> Extract provided
* begin *

In the interest of full disclosure, this year I served as a member of the RSF Advisory Board and saw the horrid state of its finances.

ADDENDUM: I enjoy reading Beetle Beat quite a bit, but I definitely have issues with him trying to get the referenda languages thrown out by the judicial council, but that's the least of it. I do want to point out this objection to the RSF referendum. It essentially raises the argument I mentioned above with the addition that Rec is bad because it's non-academic. Again, this is meritless. Either people should be prepared to have a true use-based libertarian basis of allocating costs or they need to recognize the value of allocating costs across a wider basis. I hope I don't have to point to lines in the school's budget that are not academic to point out the massive spending that we pay for with our fees. If student health and wellness are truly removed from university life, then I am prepared to call for cuts in spending in ALL areas of student services. The fact is, a student gym is NOT a luxury. With over 20,000 unique members, the RSF has a strong argument that is one of the most widely used units of the university (compare this to the number of people who use the Physical Ed Department that is funded completely with university funds or hell any other academic department on campus...ooh how about the UCPD? All of our tax dollars pay for them, what's up with that? I've never used them, why the hell should I pay for them? And if anyone thinks the UCPD are essential...I have a bridge for you). It IS an essential part of ANY university. We're not in the 70s where blowing rails was the gold standard of college health and fitness.

* end *

> Set task 1
List every question the commentary on the RSF referendum poses, meaning each stretch of wording that ends in a question mark.
The entries that follow are unrelated to the text above.

> Information shown
* begin *

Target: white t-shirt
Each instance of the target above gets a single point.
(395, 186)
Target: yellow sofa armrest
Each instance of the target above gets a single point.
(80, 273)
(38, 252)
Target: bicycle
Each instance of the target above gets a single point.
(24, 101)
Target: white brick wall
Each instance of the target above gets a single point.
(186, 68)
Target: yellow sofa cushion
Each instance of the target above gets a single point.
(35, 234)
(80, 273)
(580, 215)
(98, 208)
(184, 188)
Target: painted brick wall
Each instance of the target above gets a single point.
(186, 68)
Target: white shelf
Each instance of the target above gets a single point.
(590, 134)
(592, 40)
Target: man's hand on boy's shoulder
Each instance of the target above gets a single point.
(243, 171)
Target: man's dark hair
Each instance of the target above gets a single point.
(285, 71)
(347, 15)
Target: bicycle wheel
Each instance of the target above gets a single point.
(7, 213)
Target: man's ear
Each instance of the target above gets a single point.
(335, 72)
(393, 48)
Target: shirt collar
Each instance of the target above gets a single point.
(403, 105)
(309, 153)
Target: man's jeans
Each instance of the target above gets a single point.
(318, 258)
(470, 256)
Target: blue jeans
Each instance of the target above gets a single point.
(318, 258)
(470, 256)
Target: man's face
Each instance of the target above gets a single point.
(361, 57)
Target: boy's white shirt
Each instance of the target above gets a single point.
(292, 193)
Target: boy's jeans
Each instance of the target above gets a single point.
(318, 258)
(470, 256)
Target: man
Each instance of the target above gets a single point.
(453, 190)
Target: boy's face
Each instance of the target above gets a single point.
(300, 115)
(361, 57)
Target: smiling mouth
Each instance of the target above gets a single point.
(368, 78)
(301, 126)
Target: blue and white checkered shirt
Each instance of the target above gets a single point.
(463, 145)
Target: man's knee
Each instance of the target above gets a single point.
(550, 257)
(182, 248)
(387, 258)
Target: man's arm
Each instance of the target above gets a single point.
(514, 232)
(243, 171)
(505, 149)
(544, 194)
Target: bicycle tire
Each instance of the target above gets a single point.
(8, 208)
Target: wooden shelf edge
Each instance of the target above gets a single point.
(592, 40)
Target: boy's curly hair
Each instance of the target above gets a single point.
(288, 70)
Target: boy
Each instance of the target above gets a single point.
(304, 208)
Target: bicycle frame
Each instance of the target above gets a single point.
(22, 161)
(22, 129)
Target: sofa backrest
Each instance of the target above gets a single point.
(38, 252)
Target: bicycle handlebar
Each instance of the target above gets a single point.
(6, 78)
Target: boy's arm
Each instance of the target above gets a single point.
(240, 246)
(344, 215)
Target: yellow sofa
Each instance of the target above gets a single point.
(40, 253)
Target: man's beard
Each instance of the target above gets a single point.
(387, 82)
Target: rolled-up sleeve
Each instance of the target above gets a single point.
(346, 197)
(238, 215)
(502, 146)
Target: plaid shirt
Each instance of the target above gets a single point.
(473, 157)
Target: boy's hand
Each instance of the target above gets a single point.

* end *

> Set task 2
Copy the entries exactly, starting at the line with "Target: boy's hand" and continuing through the last line of the entries.

> Worked answer 1
- ooh how about the UCPD?
- All of our tax dollars pay for them, what's up with that?
- I've never used them, why the hell should I pay for them?

> Worked answer 2
Target: boy's hand
Each instance of the target above gets a single point.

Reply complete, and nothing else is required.